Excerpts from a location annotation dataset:
(begin)

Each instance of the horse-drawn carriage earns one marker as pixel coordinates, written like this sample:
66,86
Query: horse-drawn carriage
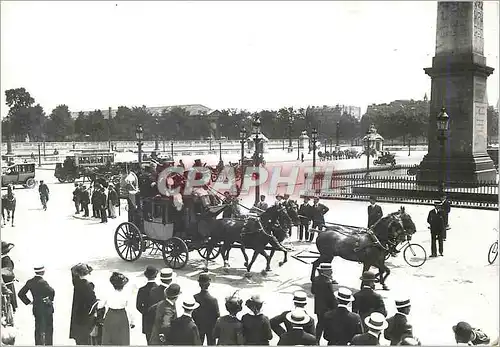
177,224
385,158
19,174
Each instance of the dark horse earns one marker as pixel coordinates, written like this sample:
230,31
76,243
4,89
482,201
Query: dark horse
359,246
9,204
253,233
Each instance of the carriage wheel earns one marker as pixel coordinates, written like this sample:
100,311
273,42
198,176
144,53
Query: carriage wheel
175,253
493,252
30,183
209,251
128,241
414,255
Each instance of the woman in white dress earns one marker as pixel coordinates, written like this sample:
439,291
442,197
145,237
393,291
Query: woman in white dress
117,323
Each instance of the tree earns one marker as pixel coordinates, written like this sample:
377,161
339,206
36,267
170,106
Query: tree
60,124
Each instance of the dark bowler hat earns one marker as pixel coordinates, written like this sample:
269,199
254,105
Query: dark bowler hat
150,272
6,247
368,277
463,330
172,291
204,278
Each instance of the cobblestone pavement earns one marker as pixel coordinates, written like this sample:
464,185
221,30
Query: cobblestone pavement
459,286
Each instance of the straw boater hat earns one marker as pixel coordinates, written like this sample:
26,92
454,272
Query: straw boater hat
325,267
166,275
344,294
150,272
376,321
39,269
300,297
6,247
404,302
298,317
190,304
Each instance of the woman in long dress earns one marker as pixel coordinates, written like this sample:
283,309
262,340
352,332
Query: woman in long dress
116,327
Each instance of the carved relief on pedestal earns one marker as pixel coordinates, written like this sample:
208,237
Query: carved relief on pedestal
478,43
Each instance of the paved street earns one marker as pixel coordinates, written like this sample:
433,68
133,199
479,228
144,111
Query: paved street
459,286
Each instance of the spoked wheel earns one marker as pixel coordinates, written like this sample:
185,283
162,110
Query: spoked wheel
30,183
493,252
175,253
209,251
414,255
128,241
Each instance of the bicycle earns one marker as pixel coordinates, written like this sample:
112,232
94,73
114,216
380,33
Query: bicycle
413,253
493,251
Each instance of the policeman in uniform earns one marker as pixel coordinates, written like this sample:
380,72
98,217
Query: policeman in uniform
43,307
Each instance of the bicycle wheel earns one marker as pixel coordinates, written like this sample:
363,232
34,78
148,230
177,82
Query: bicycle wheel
414,255
493,252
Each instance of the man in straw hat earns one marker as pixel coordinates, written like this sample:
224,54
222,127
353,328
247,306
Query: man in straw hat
324,297
8,276
437,226
165,312
43,309
367,300
398,326
340,324
145,300
299,301
183,330
297,336
375,323
206,315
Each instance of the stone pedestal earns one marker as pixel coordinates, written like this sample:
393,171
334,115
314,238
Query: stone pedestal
459,74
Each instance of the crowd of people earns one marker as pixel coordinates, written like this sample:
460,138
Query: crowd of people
340,316
103,198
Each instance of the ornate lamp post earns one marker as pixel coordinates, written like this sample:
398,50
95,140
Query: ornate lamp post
139,135
256,131
314,138
243,136
442,123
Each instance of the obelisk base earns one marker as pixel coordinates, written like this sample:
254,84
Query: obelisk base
464,171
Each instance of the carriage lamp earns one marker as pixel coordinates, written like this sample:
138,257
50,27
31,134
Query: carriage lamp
314,137
139,135
442,124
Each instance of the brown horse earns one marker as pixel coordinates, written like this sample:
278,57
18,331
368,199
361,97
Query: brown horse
357,245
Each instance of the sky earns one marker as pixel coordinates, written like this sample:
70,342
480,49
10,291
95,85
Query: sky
246,55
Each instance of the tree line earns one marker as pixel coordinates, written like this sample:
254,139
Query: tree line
397,120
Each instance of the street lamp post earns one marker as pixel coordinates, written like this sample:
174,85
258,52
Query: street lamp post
442,123
314,137
256,130
243,136
139,135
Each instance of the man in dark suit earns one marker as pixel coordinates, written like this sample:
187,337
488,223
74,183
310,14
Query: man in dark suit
398,326
145,301
437,226
305,215
340,324
324,296
367,301
319,210
375,323
374,212
43,307
205,316
300,302
297,336
183,330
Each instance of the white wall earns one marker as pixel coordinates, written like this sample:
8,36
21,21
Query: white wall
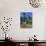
12,8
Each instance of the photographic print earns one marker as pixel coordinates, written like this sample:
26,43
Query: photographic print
26,19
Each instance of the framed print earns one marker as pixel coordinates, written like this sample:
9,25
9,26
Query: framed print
26,19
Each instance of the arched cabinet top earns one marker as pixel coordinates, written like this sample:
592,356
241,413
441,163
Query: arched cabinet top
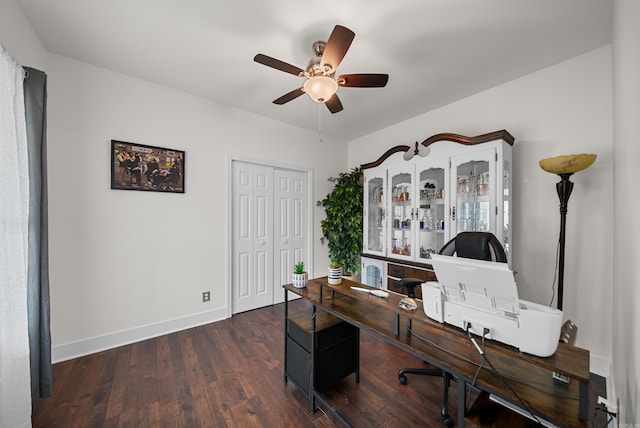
455,138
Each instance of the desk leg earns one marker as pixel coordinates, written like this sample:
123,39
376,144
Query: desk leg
286,314
312,387
462,401
583,402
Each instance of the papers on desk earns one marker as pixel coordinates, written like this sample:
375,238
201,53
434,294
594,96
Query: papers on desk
482,297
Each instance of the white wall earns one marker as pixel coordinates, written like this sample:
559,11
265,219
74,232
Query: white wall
17,36
560,110
123,260
626,293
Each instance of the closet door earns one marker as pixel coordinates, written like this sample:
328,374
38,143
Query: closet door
290,227
252,276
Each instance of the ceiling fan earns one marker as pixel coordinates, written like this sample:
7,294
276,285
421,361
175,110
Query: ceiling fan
320,83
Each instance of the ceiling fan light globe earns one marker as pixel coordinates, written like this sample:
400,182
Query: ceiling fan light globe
320,88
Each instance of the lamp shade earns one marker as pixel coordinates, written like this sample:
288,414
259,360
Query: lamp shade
320,88
567,164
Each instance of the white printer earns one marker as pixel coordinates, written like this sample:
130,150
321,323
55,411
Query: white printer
484,295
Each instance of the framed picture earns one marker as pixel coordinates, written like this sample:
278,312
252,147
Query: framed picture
146,168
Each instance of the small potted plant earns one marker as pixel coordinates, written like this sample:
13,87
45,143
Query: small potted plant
334,275
299,275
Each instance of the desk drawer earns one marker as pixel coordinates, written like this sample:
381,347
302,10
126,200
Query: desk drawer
395,270
329,331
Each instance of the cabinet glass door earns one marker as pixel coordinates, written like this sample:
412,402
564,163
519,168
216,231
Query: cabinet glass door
506,207
431,213
402,213
374,213
474,181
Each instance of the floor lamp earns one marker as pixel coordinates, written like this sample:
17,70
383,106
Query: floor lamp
565,166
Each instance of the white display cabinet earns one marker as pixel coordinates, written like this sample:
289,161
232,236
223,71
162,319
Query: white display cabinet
417,199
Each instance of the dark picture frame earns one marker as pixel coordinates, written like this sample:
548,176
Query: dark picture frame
146,168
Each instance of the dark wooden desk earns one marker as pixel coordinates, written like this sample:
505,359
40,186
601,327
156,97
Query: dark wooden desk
449,348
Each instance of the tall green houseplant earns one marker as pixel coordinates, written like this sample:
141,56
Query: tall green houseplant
342,226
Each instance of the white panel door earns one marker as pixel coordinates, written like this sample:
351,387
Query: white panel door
252,276
291,229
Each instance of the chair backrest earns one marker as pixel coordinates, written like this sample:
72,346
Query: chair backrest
475,245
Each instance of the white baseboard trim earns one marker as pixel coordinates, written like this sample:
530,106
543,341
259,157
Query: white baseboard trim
80,348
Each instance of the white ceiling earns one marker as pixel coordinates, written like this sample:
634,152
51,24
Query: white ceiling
435,51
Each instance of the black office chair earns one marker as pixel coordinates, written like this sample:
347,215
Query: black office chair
472,245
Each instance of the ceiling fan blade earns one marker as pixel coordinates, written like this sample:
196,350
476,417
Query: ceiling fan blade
289,96
337,46
363,80
334,105
278,65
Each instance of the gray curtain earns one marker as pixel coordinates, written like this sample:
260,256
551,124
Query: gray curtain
35,100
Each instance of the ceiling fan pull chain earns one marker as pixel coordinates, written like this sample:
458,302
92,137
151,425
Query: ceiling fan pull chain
320,105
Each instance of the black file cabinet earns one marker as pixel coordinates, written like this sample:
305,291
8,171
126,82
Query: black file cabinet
335,353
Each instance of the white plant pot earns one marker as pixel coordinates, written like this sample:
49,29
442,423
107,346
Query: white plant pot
299,280
334,276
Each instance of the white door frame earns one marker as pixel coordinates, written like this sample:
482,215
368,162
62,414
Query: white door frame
229,238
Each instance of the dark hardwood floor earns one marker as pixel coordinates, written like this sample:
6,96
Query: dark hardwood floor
230,374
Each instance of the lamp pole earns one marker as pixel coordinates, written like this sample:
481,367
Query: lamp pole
564,188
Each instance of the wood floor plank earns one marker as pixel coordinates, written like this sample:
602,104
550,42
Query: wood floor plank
231,374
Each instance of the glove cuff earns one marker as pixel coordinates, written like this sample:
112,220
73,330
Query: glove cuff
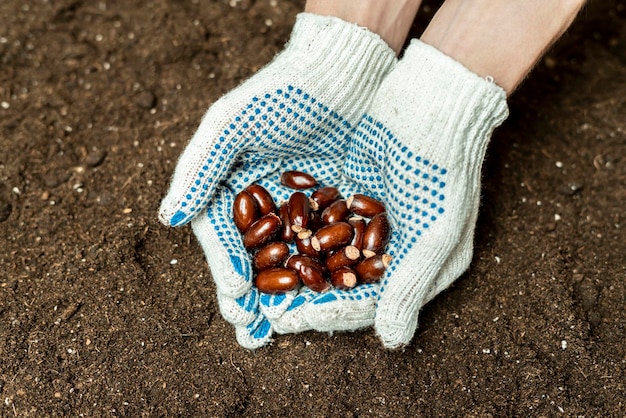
343,56
445,97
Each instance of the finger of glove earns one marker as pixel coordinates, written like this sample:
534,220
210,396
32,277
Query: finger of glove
222,244
258,127
204,162
343,310
294,320
256,334
240,311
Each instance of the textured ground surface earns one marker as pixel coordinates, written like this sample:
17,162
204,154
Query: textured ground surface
98,99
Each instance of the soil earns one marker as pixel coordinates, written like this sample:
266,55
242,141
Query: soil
105,312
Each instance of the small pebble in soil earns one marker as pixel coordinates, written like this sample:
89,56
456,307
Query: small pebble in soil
5,209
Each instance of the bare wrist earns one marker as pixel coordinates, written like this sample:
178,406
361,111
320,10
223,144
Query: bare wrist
390,19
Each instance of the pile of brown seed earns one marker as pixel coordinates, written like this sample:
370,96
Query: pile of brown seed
340,242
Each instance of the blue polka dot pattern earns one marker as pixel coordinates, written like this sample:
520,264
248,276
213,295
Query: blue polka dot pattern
411,186
284,125
366,158
361,292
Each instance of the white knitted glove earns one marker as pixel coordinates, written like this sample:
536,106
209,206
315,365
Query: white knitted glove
420,150
295,113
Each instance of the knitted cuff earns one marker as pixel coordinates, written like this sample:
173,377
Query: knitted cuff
341,50
448,97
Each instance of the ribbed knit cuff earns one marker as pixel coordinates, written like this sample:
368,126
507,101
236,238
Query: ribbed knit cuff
339,51
449,95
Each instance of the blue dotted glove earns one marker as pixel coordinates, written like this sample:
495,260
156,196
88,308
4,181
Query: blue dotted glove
294,113
419,149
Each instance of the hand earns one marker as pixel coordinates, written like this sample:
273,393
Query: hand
419,149
296,112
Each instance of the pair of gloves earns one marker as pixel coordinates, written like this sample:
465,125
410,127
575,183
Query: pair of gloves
337,104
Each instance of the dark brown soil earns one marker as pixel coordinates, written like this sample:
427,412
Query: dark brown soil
104,312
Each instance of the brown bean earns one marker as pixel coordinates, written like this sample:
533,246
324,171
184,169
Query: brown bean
376,234
297,180
363,205
346,256
286,233
305,246
276,280
359,226
245,211
336,212
372,269
263,198
262,231
271,255
315,222
344,278
325,196
333,236
295,261
313,278
299,211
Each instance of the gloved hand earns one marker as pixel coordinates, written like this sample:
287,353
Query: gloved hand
296,112
419,149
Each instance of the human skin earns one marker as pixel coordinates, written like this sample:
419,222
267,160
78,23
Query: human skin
391,19
502,39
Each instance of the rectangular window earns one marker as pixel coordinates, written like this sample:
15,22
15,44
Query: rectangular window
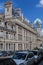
1,45
20,30
19,46
19,37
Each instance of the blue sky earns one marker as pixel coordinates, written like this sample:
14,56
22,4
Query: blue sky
31,9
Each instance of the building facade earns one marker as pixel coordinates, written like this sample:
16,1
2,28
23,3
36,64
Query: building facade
15,31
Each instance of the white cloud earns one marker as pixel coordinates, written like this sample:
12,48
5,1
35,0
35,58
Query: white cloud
40,4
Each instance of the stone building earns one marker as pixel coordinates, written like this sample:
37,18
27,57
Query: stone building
15,31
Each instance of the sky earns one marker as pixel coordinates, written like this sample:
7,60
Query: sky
31,9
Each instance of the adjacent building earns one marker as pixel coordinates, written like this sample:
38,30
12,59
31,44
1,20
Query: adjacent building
15,31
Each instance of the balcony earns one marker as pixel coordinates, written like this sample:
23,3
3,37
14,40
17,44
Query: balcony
1,34
2,24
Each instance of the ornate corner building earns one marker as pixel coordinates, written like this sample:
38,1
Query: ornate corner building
15,32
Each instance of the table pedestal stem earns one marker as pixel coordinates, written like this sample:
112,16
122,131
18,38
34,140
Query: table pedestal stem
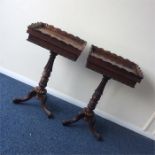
40,91
87,113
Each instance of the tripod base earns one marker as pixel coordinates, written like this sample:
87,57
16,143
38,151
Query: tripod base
41,95
89,117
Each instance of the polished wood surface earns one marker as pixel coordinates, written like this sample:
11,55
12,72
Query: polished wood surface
54,39
58,42
111,66
114,66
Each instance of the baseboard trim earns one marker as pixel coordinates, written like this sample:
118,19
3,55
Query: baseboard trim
78,103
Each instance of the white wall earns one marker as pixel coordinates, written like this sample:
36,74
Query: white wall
126,27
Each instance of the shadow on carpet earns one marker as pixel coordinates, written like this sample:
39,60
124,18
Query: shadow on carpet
26,130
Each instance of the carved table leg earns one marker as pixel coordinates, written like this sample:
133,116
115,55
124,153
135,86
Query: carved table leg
87,113
40,91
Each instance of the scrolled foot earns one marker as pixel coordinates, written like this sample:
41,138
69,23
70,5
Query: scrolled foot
26,98
43,99
74,119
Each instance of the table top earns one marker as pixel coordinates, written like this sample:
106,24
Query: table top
55,39
114,66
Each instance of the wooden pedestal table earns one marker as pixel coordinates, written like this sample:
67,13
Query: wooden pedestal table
58,42
110,66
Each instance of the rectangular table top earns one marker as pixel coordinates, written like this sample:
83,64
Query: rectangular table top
55,39
114,66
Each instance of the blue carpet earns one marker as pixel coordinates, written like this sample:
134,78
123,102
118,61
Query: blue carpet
25,129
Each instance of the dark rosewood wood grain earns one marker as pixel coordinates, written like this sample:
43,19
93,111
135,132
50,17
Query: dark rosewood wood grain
61,42
87,113
111,66
114,66
58,42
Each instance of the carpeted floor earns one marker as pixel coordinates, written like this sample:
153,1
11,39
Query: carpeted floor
25,129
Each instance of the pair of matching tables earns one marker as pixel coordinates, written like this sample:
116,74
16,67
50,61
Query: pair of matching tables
110,65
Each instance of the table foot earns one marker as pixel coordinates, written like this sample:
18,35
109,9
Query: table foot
25,98
41,95
43,99
89,117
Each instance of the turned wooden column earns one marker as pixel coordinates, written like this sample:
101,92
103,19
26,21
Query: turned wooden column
87,113
40,91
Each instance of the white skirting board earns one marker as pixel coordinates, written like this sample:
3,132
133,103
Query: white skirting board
78,103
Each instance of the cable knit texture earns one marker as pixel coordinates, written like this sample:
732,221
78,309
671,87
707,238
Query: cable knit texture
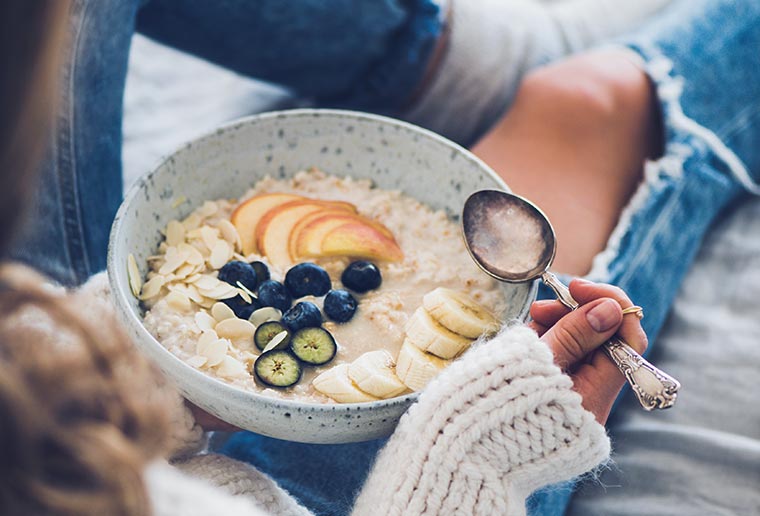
492,428
497,424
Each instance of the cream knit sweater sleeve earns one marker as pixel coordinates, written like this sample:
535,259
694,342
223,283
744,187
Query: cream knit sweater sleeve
493,427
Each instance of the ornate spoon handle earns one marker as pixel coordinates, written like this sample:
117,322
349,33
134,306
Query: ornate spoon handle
654,388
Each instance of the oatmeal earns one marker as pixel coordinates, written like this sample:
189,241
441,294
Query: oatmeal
425,300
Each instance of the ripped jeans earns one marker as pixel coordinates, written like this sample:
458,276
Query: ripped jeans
703,57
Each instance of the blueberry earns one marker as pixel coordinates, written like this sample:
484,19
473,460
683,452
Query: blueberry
303,315
340,305
262,271
236,271
241,307
361,276
307,279
273,293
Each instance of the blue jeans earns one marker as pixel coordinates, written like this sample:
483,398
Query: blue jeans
693,53
711,143
341,53
701,55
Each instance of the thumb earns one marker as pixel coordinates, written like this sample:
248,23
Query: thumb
580,332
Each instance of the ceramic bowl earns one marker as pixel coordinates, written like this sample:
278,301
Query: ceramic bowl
395,155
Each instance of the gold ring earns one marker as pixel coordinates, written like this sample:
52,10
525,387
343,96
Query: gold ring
636,310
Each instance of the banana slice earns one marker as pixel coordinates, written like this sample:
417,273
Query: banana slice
416,368
424,332
459,313
373,372
336,384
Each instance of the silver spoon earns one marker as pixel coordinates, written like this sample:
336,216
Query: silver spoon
512,240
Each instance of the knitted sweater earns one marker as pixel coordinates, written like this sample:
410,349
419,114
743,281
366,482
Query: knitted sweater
497,424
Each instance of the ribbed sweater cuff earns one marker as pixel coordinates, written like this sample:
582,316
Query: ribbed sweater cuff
497,424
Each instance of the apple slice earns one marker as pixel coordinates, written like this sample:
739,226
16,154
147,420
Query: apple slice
247,216
307,241
305,222
266,220
362,240
273,232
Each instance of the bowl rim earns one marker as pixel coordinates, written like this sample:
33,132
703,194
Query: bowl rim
120,291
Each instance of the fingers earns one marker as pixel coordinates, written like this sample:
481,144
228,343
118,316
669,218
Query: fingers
580,332
630,331
598,382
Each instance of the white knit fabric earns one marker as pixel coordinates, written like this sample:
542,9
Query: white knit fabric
494,43
494,426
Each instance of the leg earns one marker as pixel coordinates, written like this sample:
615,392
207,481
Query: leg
66,234
574,142
368,55
577,146
706,159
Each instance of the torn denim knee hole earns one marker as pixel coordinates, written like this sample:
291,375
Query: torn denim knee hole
687,139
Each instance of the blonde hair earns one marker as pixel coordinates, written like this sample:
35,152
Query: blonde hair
81,411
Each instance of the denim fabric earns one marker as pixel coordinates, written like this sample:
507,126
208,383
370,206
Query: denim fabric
711,159
348,53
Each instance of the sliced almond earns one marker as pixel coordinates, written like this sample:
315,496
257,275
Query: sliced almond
216,351
231,368
208,209
209,236
275,341
235,329
207,282
223,291
220,254
178,301
174,259
194,234
220,312
192,255
197,361
204,321
133,275
152,287
183,272
192,222
193,278
175,233
207,303
244,294
266,314
245,289
230,234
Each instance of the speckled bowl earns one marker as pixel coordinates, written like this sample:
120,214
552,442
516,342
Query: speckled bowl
227,162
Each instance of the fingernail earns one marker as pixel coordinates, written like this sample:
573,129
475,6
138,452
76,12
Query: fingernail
604,316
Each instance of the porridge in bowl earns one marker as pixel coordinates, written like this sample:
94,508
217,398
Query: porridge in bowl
317,288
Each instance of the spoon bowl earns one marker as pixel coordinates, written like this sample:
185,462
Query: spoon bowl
509,237
512,240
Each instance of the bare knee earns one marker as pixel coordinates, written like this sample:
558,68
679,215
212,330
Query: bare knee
584,94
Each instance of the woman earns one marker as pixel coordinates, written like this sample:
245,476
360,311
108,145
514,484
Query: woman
85,419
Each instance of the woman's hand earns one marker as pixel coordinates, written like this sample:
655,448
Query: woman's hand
574,338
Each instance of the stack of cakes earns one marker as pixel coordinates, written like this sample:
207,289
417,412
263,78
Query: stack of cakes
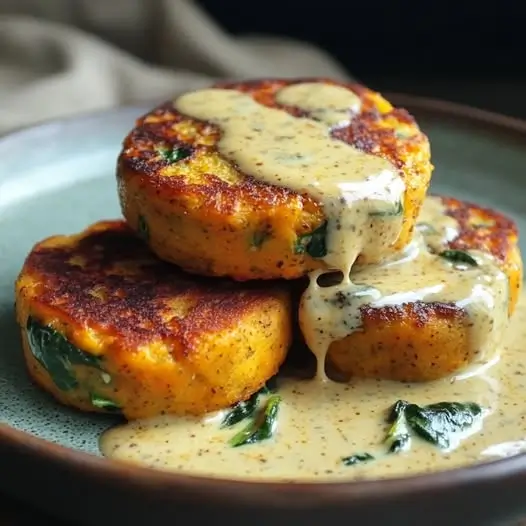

(end)

**WRITTEN INSTRUCTION:** Count the lines in the records that contain the string "stem", treating uppercase and lowercase as different, and reply with only that number.

**FULL OUTPUT:** 2